**What is expected**
Copy out exactly the lines below that run from the one holding "# point at: person" to the one holding "# point at: dry", keeping both of those lines and no others.

**Study material**

══════════════════════════════

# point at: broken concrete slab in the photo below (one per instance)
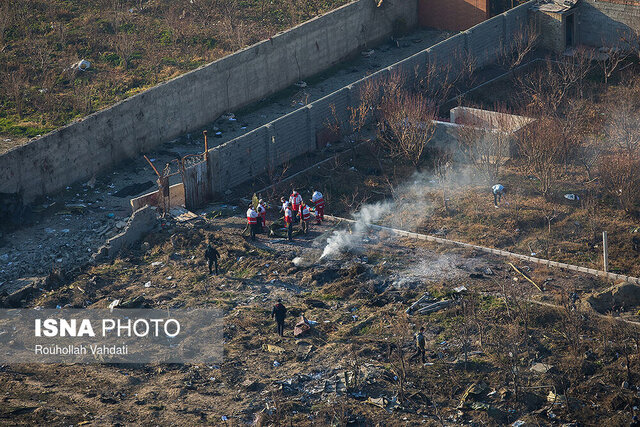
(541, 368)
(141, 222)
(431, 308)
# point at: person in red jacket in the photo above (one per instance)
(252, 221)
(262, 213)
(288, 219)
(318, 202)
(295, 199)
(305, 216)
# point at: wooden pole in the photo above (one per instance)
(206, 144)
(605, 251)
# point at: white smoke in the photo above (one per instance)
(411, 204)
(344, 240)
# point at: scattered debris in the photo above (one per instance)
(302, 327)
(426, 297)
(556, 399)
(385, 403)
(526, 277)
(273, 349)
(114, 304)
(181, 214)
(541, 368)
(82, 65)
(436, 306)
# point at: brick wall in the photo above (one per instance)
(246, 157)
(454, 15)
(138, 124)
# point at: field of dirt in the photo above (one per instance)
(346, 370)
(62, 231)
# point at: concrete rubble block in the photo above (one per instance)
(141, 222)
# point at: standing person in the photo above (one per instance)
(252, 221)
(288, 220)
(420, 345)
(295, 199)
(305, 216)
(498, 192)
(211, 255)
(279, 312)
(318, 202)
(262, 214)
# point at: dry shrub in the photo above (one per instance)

══════════════════════════════

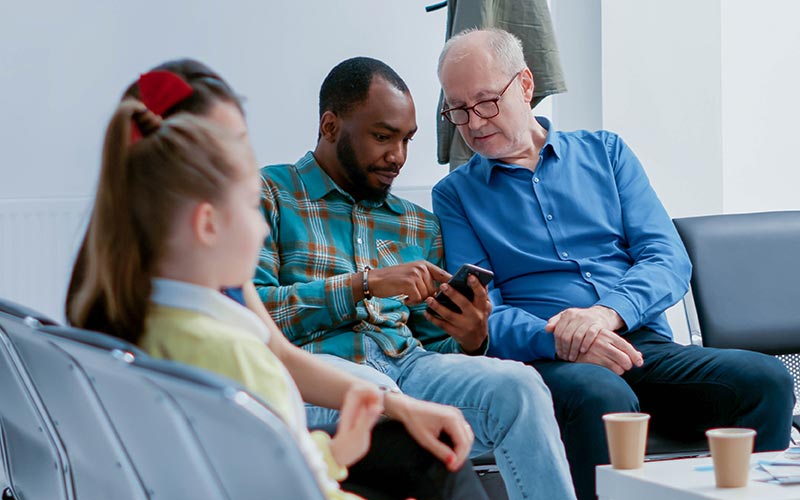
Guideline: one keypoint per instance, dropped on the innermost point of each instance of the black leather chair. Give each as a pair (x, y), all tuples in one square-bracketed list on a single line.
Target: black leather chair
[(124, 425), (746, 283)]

══════════════════════════════

**Solution for this task**
# point at: person in red jacket in the photo above (one per instance)
(252, 221)
(262, 213)
(288, 219)
(318, 202)
(295, 199)
(305, 216)
# point at: wooden pole in the photo above (one per instance)
(206, 144)
(605, 251)
# point at: white smoke in the photo above (one per instance)
(411, 204)
(344, 240)
# point at: scattered debris in the photo above (one per instance)
(302, 327)
(426, 297)
(556, 399)
(385, 403)
(526, 277)
(273, 349)
(114, 304)
(181, 214)
(541, 368)
(82, 65)
(436, 306)
# point at: brick wall in the photo above (one per instance)
(246, 157)
(454, 15)
(138, 124)
# point at: field of dirt in the photo above (one per instance)
(346, 370)
(62, 231)
# point at: concrete rubble block in the photo above (one per instance)
(141, 222)
# point at: standing person in the photo above (one per instance)
(252, 221)
(288, 220)
(420, 345)
(295, 199)
(305, 216)
(498, 192)
(211, 255)
(279, 312)
(318, 202)
(262, 214)
# point at: dry shrub in the photo above (one per instance)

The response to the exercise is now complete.